-- Document excerpt start --
Looking back at the columns I wrote in the first days after 9/11, I'm pleasantly surprised by how perceptive they were on the self-loathing of the West, the uselessness of the Cold War alliances, the duplicitousness of America's 'moderate' Arab 'friends', etc. But 1 seriously underestimated the degree to which much of Europe would be unhinged by 11 September, If it's a choice between Meacher or the Continentals who've turned down US requests for troop contributions because they want Iraq to go belly up so that Bush gets defeated in 2004 and some wimp Democrat gets elected who'll treat them with the respect they deserve. I'll take the latter. Chirac's decayed cynicism is marginally less unmoored from reality.
But, as the descent into madness of Mr Meacher illustrates. there's no longer any agreement on what reality is. Last Sunday, the Observer ran a story headlined 'Bush Seeks An Exit Strategy As War Threatens His Career': 'The President will make a dramatic U-turn on Iraq in a TV broadcast tonight to try to salvage his hopes of reelection amid Americans' growing hostility to the casualties and chaos . . . approval ratings plummeting . . another Vietnam .. sons and daughters dying daily .. bogged down....'
Did Bush seek an exit strategy? Did he make a dramatic U-turn? Au contraire. 'We have carried the fight to the enemy,' he said. 'The surest way to avoid attacks on our own people is to engage the enemy where he lives and plans. We are fighting that enemy in Iraq and Afghanistan today so that we do not meet him again on our own streets, in our own cities.'
Are America's sons and daughters dying daily in guerrilla attacks? No. As I write, no American serviceman has died in Iraq for nine days. Whatever that is, it's not Vietnam.
Are Bush's approval ratings plummeting? Gallup has him at 59 per cent. In any case, he always takes August off and his numbers always slip as noisy Democrats run around filling the vacuum. Then September arrives, he comes back to work and they rise again. It's now an established seasonal variation.
The story of the summer is that the American people refused to be panicked by the media, the Democrats and the Europeans. Indeed, the awesome divide between the postmodern sophists and everybody else is the real legacy of 11 September. As the day itself recedes into the past, the splinter it opened up in the settled international order gets wider and wider to the point where 9/11 is a fault line through reality itself. Depending on which side you stand, success is failure, victory is disaster. The other day Caroline Hawley, the BBC's gal in Baghdad, declared, 'Saddam must be gloating in his hiding place over the irony that the United States, which toppled him in the name of fighting terror, has now had to concede that Iraq has become a "battlefield" in the war on terror — a magnet for Muslim militants who want to wage war on America.'
America has 'now had to concede'? Where's she been the last three months? As Bush himself said, apropos Saudi and Syrian terrorists minded to take a vacation in the Sunni Triangle, 'Bring 'ern on.' I mentioned some weeks back my compatriot David Warren's assertion that in Iraq Washington had carefully hung up its 'flypaper', an image that has since caught on and is rather more accurate than Miss Hawley's. But hers will do: would you rather 'Muslim militants' attempted to blow up civilians in Boston and Dallas or instead tried to take on the world's bestarmed soldiers in Tikrit and Ramadi? It's not a tough call.
-- Document excerpt end --
Exercise
Repeat the passage of the column on 9/11 and Iraq starting at "Are Bush's approval" and ending at "established seasonal variation.".
-- Data records start --
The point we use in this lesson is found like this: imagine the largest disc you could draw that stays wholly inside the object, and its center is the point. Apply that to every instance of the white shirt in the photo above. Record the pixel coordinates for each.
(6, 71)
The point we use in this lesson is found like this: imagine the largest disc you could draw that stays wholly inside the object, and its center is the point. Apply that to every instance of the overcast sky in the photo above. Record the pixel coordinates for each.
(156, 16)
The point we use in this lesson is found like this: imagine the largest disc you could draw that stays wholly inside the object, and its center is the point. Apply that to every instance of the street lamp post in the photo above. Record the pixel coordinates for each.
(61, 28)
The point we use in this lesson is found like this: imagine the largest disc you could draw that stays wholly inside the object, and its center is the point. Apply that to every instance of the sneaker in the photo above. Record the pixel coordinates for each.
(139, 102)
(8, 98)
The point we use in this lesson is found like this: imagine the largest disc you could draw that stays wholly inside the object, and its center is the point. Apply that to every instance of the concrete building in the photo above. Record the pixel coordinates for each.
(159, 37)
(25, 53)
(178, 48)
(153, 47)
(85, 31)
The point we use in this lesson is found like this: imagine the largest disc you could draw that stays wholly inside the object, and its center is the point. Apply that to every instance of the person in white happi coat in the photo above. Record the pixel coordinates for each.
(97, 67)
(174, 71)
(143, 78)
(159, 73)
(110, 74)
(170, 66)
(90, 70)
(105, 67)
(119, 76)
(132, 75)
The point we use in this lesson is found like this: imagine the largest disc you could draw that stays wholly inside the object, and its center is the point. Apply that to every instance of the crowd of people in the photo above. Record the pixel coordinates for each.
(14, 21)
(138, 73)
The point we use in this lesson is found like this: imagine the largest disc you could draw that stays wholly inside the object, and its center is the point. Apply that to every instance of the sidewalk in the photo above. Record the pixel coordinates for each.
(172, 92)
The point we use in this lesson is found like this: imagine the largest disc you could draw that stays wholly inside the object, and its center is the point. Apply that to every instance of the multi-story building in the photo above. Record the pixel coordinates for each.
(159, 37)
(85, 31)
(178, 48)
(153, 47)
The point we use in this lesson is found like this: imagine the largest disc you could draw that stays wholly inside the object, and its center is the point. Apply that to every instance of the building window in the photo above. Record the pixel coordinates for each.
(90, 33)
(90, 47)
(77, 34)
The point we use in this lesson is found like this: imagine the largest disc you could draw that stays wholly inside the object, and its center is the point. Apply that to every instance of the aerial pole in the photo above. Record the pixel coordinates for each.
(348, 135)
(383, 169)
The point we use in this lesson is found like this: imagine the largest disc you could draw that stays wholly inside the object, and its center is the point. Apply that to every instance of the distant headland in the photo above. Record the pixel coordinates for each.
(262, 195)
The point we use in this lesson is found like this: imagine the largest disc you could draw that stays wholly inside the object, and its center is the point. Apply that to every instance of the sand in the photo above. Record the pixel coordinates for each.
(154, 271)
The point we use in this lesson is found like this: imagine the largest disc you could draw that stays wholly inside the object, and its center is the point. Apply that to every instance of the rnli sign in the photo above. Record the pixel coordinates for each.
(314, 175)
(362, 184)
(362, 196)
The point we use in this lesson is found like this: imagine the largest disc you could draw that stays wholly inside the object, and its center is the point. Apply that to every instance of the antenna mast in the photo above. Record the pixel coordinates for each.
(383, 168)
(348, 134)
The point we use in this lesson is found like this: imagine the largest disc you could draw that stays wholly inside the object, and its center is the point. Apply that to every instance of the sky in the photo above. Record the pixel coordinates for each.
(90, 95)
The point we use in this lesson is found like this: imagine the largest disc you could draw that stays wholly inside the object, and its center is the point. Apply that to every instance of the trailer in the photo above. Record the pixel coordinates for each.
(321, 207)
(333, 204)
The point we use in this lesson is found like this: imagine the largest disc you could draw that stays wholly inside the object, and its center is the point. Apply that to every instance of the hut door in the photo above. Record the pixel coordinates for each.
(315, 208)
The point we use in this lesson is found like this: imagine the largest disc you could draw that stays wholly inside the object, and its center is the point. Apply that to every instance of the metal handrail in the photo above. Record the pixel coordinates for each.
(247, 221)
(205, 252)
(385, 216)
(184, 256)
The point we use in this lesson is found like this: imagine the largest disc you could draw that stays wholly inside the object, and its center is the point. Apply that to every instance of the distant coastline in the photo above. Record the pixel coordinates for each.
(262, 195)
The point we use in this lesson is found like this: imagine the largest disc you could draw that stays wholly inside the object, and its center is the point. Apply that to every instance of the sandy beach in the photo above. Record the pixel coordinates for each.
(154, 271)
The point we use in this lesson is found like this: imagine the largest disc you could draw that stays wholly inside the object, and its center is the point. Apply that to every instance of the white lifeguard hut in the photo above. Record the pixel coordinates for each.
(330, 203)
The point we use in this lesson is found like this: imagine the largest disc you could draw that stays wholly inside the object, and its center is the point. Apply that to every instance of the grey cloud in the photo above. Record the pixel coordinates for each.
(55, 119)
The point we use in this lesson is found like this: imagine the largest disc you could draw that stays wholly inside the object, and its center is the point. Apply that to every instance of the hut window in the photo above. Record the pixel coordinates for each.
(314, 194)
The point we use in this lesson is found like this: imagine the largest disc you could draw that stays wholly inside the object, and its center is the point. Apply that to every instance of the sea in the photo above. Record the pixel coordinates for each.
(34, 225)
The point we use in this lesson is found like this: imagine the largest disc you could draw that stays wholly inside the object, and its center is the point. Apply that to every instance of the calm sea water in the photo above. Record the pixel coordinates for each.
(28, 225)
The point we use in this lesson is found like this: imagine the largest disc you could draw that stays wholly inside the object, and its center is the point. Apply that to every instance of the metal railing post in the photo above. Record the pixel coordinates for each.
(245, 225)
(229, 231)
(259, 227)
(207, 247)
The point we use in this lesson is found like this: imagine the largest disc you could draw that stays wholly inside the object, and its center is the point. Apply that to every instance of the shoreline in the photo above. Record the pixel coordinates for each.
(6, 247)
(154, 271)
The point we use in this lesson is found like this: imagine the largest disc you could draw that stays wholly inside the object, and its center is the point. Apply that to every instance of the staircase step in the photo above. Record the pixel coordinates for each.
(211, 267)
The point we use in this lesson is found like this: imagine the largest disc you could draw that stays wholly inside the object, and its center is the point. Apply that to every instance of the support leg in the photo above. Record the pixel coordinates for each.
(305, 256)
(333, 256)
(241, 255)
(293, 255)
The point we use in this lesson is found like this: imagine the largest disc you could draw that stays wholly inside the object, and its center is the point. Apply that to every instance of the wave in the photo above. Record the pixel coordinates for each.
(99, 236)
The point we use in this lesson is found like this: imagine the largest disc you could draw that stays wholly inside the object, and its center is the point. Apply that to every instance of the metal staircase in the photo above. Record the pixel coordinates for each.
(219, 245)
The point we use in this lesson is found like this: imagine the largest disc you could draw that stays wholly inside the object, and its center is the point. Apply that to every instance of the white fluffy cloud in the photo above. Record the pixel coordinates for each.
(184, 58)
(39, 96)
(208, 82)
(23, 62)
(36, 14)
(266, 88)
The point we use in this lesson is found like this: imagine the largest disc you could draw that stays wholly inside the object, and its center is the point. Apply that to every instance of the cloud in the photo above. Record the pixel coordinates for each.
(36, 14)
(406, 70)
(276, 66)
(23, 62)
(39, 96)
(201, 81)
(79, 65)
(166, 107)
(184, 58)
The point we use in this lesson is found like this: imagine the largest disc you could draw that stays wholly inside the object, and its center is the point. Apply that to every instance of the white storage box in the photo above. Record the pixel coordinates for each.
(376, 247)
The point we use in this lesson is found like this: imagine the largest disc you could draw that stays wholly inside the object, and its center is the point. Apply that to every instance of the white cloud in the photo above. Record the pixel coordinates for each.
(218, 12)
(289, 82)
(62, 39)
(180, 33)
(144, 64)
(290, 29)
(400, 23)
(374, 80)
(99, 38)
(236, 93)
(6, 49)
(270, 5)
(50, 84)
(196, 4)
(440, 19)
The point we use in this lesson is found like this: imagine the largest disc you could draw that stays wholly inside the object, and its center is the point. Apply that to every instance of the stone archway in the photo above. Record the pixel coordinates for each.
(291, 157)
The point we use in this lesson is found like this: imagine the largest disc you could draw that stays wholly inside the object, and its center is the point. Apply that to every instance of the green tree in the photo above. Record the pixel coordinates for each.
-- Data records end --
Reply
Are Bush's approval ratings plummeting? Gallup has him at 59 per cent. In any case, he always takes August off and his numbers always slip as noisy Democrats run around filling the vacuum. Then September arrives, he comes back to work and they rise again. It's now an established seasonal variation.